Stored records
>>>
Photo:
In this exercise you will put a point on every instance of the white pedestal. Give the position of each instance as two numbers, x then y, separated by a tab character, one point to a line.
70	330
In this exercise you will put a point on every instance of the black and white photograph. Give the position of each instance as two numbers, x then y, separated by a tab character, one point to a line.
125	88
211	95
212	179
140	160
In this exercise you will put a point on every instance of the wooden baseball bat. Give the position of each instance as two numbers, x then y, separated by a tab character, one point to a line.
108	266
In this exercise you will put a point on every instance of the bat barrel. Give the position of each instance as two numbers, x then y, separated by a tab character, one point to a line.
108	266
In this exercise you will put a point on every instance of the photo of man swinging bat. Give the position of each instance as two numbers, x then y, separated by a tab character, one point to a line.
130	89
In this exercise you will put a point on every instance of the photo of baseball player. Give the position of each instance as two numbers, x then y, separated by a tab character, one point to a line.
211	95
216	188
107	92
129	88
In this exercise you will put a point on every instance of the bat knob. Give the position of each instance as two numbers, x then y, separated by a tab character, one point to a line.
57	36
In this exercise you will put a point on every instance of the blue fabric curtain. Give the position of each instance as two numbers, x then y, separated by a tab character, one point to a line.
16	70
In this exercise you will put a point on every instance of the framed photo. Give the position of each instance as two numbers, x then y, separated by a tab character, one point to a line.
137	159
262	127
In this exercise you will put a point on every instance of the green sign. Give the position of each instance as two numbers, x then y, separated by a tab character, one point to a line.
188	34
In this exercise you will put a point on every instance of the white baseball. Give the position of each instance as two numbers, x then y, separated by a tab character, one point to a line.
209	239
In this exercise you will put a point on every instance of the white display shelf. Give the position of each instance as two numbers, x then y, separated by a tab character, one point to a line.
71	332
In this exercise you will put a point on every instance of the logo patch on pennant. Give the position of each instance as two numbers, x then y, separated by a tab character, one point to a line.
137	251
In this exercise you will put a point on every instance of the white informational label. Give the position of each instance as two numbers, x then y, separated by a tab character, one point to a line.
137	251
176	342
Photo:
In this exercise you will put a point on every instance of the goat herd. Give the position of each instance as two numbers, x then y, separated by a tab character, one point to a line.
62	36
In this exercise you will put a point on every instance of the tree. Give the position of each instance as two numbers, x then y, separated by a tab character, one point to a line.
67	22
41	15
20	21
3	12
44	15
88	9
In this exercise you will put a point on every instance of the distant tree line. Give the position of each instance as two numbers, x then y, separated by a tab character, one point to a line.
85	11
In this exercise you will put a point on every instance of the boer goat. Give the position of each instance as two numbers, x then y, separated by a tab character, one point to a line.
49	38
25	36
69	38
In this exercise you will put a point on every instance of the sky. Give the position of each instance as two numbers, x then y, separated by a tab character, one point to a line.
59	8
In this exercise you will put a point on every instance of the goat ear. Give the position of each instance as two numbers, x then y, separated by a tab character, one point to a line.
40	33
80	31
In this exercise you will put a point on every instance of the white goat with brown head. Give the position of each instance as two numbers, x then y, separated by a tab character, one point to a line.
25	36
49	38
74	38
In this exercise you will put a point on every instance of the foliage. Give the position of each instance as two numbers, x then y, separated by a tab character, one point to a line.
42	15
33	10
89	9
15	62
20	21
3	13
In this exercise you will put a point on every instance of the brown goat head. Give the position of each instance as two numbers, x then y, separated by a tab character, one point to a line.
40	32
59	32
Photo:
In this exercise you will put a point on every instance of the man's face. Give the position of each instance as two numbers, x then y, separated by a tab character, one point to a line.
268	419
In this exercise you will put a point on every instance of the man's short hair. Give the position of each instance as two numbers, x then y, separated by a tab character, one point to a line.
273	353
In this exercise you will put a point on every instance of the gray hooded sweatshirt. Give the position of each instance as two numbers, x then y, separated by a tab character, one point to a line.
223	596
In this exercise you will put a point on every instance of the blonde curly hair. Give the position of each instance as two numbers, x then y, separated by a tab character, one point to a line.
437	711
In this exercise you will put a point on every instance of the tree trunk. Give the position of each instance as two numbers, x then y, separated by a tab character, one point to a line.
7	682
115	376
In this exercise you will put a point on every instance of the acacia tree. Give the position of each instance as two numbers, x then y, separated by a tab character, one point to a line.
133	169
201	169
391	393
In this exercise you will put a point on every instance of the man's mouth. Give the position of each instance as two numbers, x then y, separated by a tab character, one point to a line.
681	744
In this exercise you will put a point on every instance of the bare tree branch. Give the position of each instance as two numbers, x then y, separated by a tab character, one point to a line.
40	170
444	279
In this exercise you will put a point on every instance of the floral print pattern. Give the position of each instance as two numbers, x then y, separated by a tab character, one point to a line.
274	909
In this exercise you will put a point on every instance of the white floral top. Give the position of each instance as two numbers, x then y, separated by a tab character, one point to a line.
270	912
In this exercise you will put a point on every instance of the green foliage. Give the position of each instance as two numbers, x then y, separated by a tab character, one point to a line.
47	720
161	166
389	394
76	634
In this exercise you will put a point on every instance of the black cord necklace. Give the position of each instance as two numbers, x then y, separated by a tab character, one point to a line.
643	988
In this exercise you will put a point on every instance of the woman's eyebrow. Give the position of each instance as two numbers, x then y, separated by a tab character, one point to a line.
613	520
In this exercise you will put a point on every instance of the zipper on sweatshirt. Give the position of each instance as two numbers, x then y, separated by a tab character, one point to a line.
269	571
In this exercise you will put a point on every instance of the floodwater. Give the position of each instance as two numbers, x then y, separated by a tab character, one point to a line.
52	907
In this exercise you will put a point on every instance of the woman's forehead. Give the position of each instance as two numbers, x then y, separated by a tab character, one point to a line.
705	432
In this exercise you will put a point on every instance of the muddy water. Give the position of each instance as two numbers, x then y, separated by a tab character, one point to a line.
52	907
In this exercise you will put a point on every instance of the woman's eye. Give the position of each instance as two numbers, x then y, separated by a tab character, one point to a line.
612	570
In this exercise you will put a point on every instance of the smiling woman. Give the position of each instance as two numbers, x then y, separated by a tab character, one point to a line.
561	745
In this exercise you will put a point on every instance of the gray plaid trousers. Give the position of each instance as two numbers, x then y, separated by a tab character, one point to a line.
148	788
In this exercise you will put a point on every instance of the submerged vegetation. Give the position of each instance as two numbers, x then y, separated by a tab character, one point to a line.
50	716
<<<
Work required
Exactly reproduce every record.

Expected answer
Photo:
In this exercise you will put a point on every instance of the white pedestal. Give the position of each instance as two numbers, x then y, separated by a tab character, one point to a line.
70	330
In this exercise you will put a point on every instance of the black and white photograph. Give the position of each instance as two numbers, x then y, separated by a tab character, one point to a line.
125	88
211	95
212	179
140	160
In this exercise you will put a point on every instance of the wooden baseball bat. Give the position of each instance as two numbers, x then y, separated by a tab character, one point to a line.
108	266
In this exercise you will put a point on every instance of the bat barrel. Give the position of each instance as two numbers, x then y, separated by a tab character, one point to a line.
108	266
In this exercise you will put a point on every instance of the photo of man swinging bat. Give the position of each instance as two numbers, x then y, separated by a tab character, one point to a line.
130	89
In this exercise you will put a point on every instance of the photo of baseball player. Give the position of each instance as two numbers, x then y, separated by a tab character, one point to a line.
211	95
216	188
107	92
129	88
In this exercise you will put a point on every instance of the bat knob. Give the position of each instance as two numbers, x then y, separated by a tab character, one point to a line.
57	36
In this exercise you will put a point on every instance of the blue fabric curtain. Give the position of each instance as two numbers, x then y, separated by a tab character, one point to a line.
16	70
In this exercise you will put a point on every instance of the framed photo. Give the position of each instance as two numbers, x then y, separated by a tab character, one point to a line.
137	159
262	127
In this exercise you will put a point on every instance of the green sign. Give the position of each instance as two numbers, x then y, separated by a tab character, one point to a line.
188	34
In this exercise you will put a point on every instance of the white baseball. Give the position of each instance as two numbers, x then y, separated by a tab character, one point to a line.
209	239
In this exercise you will put a point on every instance of the white display shelf. Give the position of each instance as two numbers, x then y, separated by a tab character, one point to a line.
71	332
In this exercise you will put a point on every instance of the logo patch on pennant. Give the position of each instance as two numbers, x then y, separated by a tab character, one point to a line.
137	251
In this exercise you will put a point on every instance of the white informational label. Give the position of each instance as two numbers, x then y, separated by a tab character, one point to a line.
137	251
176	342
Photo:
In this exercise you will put a point on every instance of the goat herd. Give the position of each instance as two numbers, x then y, separated by a tab character, one point to a line.
62	36
In this exercise you will put a point on every instance of the tree. Give the position of each instance as two numbers, x then y, separated by a tab character, one point to a line.
67	22
41	15
20	21
3	12
44	15
88	9
In this exercise you will put a point on every instance of the distant tree line. Give the position of each instance as two numbers, x then y, separated by a tab character, one point to a line.
85	11
In this exercise you will put a point on every instance of the boer goat. Give the position of each instance as two numbers, x then y, separated by a tab character, one point to a line.
49	38
25	36
69	38
In this exercise you will put a point on every instance of the sky. Give the position of each instance as two numbers, x then y, separated by a tab character, one point to a line.
59	8
In this exercise you will put a point on every instance of the goat ear. Give the position of each instance as two numbers, x then y, separated by a tab character, one point to a line.
40	33
80	31
In this exercise you will put a point on every instance of the white goat with brown head. Give the position of each instance as two numbers, x then y, separated by a tab character, one point to a line.
25	36
49	38
74	38
In this exercise you will put a point on every instance of the foliage. Give the position of each instance as two numbers, x then y, separated by a tab character, one point to a line.
42	15
33	10
89	9
15	62
20	21
3	13
In this exercise you will put a point on every instance of the brown goat head. Give the position of each instance as two numbers, x then y, separated by a tab character, one point to a line.
40	32
59	32
Photo:
In this exercise you will put a point on every instance of the man's face. Give the position of each instance as two numbers, x then y, separated by a tab character, one point to a line.
268	419
In this exercise you will put a point on every instance of the man's short hair. Give the position of each instance as two numbers, x then y, separated by a tab character, one point to a line.
273	353
In this exercise you will put a point on every instance of the gray hooded sweatshirt. Give the position of each instance as two numbers, x then y, separated by a tab character, one point to a line.
223	596
In this exercise you will put a point on every instance of the blonde curly hair. Give the position of each instance as two numbers, x then y, separated by a tab character, one point to a line.
437	711
In this exercise you will put a point on every instance of the tree trunk. Give the position of each instance as two numbers, x then y, separated by a tab character, one point to a line.
7	682
115	376
In this exercise you will put a point on every instance of the acacia tree. Give the position of each instance as two numbers, x then y, separated by a tab character, one point to a line.
133	169
201	169
391	393
In this exercise you will put a point on every instance of the man's mouth. Give the position of each instance as two numbers, x then y, separated by a tab character, one point to a line.
681	744
In this exercise you will put a point on every instance of the bare tree branch. Give the position of each instance as two numbers, x then y, separated by a tab character, one point to a line.
40	170
444	279
In this exercise you will put a point on every instance of the floral print pattern. Give the position of each instance as two numbers, x then y, separated by a tab character, one point to a line.
274	909
In this exercise you will put a point on every instance of the white floral top. Give the position of each instance as two numbers, x then y, separated by a tab character, one point to a line.
270	912
In this exercise you will put a point on every instance of the green foliage. Give the position of each instance as two numbers, x then y, separated by a tab character, one point to a line.
47	720
161	166
389	394
76	634
In this exercise you will put a point on every instance of the black cord necklace. Give the position of each instance as two numbers, x then y, separated by a tab character, one point to a line.
643	988
In this exercise you will put a point on every instance of the woman's eyebrow. Give the position of each instance as two numbers, x then y, separated by a tab character, one point to a line.
613	520
In this exercise you will put a point on every instance of the zipper on sweatshirt. Give the position of each instance as two numbers, x then y, separated by a tab character, one point to a line.
269	571
In this exercise you will put a point on every instance of the floodwater. Give the position of each instance as two numbers, x then y, separated by a tab character, one point to a line.
52	907
In this exercise you will put a point on every instance of the woman's forehead. Give the position of each instance as two numbers, x then y, separated by a tab character, one point to a line.
705	432
In this exercise you will put a point on every instance of the muddy water. Give the position of each instance as two numbers, x then y, separated by a tab character, one point to a line.
52	907
In this exercise you will put a point on every instance of the woman's eye. Give the position of each instance as two numbers, x then y, separated by a tab character, one point to a line.
612	570
In this exercise you will put a point on every instance of the smiling woman. Give the position of each instance as two numbers, x then y, separated by a tab character, one point to a line.
561	745
In this exercise you will put a point on every instance of the gray plaid trousers. Give the position of each instance as two numbers, x then y, separated by a tab character, one point to a line.
148	788
In this exercise you will put a point on every instance of the submerged vegetation. Give the position of each instance as two numbers, x then y, separated by a tab character, one point to a line.
50	716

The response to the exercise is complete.